## Data rows
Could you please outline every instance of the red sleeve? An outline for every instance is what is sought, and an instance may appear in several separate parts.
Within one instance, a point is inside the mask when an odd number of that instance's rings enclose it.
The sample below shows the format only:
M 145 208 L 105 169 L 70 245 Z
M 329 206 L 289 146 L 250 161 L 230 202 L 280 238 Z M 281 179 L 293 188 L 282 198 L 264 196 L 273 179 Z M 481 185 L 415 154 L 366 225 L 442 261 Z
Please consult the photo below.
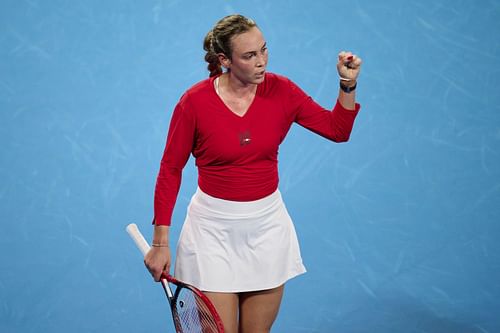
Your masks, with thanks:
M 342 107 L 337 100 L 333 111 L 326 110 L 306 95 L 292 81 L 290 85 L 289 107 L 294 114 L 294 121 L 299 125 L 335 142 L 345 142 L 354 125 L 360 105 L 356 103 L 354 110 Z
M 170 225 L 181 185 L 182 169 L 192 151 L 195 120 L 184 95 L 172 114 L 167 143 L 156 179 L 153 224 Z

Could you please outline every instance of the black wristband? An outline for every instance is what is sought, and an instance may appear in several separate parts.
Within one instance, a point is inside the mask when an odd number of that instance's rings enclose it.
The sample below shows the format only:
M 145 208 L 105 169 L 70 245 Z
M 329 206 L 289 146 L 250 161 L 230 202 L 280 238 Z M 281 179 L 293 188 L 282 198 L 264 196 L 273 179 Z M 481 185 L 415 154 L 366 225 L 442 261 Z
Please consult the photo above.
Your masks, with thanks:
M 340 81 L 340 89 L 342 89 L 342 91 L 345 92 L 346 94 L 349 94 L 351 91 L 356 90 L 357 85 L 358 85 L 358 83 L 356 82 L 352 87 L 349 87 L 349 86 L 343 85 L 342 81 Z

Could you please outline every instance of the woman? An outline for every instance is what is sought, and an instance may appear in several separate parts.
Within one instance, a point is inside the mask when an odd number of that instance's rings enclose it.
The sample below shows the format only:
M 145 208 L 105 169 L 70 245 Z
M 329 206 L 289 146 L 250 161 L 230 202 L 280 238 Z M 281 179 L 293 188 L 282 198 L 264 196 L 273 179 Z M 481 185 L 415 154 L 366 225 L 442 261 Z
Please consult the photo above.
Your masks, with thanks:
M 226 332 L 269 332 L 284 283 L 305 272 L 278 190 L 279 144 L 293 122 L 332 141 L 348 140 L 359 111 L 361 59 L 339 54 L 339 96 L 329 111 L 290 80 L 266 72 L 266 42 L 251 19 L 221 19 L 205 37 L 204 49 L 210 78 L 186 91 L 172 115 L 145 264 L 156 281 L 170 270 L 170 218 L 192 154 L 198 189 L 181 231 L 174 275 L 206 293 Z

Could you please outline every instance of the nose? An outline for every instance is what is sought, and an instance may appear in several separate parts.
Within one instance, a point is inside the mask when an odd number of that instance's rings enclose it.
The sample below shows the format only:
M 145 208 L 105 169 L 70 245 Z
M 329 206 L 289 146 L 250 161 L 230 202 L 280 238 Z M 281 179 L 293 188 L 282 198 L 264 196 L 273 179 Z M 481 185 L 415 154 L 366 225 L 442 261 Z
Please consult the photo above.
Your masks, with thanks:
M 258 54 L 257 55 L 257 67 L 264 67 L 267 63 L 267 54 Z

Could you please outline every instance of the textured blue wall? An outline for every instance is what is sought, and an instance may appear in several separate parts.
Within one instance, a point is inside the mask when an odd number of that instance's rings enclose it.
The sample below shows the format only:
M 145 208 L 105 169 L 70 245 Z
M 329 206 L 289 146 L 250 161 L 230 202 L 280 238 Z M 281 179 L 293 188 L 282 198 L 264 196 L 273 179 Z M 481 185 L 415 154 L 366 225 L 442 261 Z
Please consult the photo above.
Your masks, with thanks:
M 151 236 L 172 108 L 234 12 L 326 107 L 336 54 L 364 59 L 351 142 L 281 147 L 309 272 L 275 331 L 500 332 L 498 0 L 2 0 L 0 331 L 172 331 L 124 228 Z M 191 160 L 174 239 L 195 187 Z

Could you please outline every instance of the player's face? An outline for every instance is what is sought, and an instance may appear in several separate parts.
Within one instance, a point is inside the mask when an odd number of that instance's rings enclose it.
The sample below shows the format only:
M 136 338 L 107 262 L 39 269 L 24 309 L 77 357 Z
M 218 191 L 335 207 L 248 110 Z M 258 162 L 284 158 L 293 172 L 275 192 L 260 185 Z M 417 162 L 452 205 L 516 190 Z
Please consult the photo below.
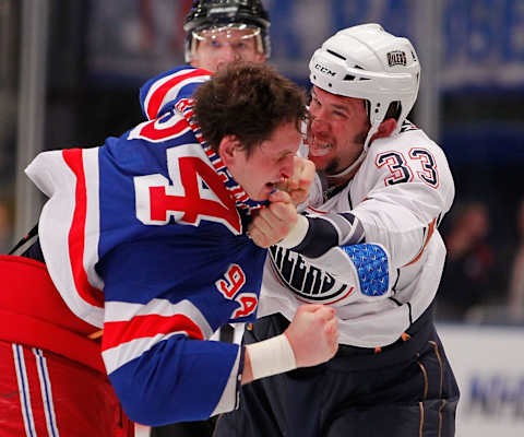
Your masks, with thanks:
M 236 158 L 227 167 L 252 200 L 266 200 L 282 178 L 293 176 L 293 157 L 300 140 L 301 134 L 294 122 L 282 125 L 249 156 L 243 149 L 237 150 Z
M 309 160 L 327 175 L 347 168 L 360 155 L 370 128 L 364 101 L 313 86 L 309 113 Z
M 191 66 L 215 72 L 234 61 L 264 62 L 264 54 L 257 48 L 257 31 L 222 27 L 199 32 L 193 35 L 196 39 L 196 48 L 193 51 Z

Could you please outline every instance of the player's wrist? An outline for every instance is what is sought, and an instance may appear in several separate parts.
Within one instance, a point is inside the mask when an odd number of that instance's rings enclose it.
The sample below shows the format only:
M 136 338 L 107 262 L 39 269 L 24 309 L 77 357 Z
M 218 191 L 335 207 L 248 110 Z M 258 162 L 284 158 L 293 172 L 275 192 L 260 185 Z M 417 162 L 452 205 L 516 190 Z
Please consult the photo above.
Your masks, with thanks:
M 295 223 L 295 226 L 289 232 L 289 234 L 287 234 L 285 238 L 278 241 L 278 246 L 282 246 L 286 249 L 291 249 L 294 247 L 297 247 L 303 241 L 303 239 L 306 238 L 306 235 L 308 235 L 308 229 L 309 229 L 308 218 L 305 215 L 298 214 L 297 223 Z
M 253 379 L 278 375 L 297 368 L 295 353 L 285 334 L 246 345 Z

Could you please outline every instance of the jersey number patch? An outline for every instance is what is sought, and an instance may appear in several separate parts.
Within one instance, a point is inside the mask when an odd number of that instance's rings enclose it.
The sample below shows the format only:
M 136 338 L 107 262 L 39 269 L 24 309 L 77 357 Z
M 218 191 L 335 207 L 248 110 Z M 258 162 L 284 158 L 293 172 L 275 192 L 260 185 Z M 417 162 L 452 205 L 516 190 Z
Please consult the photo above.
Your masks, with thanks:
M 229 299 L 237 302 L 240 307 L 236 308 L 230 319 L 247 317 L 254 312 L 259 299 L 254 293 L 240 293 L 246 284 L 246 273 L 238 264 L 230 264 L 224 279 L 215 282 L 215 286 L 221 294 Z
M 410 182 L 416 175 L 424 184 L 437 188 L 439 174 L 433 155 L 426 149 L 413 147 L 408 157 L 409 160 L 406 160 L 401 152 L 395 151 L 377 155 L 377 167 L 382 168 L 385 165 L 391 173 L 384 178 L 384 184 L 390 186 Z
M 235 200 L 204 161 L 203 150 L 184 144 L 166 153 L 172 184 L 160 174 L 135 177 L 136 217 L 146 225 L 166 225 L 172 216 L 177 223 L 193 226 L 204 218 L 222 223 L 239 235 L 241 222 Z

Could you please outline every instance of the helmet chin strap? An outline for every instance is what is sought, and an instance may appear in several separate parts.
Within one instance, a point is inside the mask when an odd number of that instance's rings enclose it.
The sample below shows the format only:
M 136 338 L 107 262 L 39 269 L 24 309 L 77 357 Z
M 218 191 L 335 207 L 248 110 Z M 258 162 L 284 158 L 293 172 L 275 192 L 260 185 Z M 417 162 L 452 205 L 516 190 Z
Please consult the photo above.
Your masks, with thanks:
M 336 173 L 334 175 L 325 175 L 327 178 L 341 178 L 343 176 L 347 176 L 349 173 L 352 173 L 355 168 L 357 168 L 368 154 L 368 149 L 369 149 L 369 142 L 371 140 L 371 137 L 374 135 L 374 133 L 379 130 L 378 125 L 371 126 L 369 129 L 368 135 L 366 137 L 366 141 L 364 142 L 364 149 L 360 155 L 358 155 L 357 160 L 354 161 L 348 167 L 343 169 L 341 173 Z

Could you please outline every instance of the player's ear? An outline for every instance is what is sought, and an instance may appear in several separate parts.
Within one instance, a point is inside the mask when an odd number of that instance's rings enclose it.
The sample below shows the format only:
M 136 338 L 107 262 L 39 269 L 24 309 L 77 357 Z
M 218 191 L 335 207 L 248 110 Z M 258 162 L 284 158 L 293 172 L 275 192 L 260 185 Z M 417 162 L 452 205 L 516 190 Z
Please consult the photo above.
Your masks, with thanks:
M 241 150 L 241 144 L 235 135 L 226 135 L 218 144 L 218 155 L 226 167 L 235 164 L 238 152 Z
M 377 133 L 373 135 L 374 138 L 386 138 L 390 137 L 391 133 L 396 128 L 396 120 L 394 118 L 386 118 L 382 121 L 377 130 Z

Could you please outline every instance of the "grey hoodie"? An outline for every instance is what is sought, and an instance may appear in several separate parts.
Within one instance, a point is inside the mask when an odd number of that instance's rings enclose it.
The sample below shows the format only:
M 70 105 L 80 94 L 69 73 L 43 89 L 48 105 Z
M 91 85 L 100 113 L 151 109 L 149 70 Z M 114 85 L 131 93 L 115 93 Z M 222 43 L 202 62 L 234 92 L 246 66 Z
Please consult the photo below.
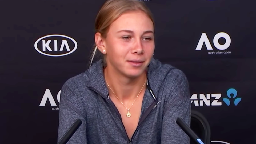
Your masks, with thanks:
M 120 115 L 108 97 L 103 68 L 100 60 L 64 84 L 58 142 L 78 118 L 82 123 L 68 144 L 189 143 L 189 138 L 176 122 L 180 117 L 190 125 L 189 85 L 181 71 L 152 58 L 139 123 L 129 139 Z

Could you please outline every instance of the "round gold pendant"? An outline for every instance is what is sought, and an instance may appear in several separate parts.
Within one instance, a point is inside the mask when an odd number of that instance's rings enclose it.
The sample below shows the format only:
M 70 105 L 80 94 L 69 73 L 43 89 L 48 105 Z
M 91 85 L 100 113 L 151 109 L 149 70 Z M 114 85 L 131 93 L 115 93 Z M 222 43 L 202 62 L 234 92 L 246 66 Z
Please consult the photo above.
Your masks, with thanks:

## To do
Reproduce the items verbatim from the line with "Could you please outline every instance of the textured" up to and including the line with "M 191 66 L 215", leaving the pictures out.

## Expected answer
Could you please outline every instance of the textured blue wall? An outline for every instance is what is sought, and an instance may appear in several separate parts.
Within one instance, a point is inside the mask when an odd number of that instance's rings enclose it.
The sample below shows the format only:
M 145 208 L 105 169 L 70 245 Z
M 329 206 L 289 146 L 250 161 L 230 202 L 280 238 Z M 281 179 L 293 188 L 282 198 L 264 196 L 273 179 Z M 481 185 L 415 154 L 366 225 L 442 261 Z
Please consult the photo above.
Your masks, with thanks:
M 151 236 L 172 108 L 234 12 L 326 107 L 336 54 L 364 59 L 351 142 L 281 147 L 309 272 L 275 331 L 500 332 L 498 0 L 2 0 L 0 331 L 172 331 L 124 228 Z M 191 160 L 174 239 L 195 187 Z

Could you please outline every instance of the player's face? An outline for every instance is what is sought, and an instance may appear in several separate parts.
Within one instance, a point is inside the mask when an odd number of that instance's rings enclose it.
The sample below shows the format only:
M 136 338 L 107 262 L 39 269 L 24 309 L 77 357 Z
M 218 191 L 335 207 L 248 110 Z M 258 162 L 284 158 L 293 172 L 275 192 L 260 185 Z M 417 162 L 452 205 L 516 190 Z
Please consult the photo below.
Your masks, with thanks:
M 236 158 L 227 167 L 252 200 L 266 200 L 282 178 L 293 176 L 293 157 L 300 140 L 301 134 L 294 122 L 282 125 L 249 156 L 243 149 L 237 150 Z
M 309 160 L 327 175 L 347 168 L 360 155 L 370 128 L 364 101 L 313 86 L 309 113 Z
M 191 66 L 215 72 L 234 61 L 264 62 L 264 54 L 257 48 L 257 31 L 222 27 L 199 32 L 193 35 L 196 39 L 196 48 L 193 51 Z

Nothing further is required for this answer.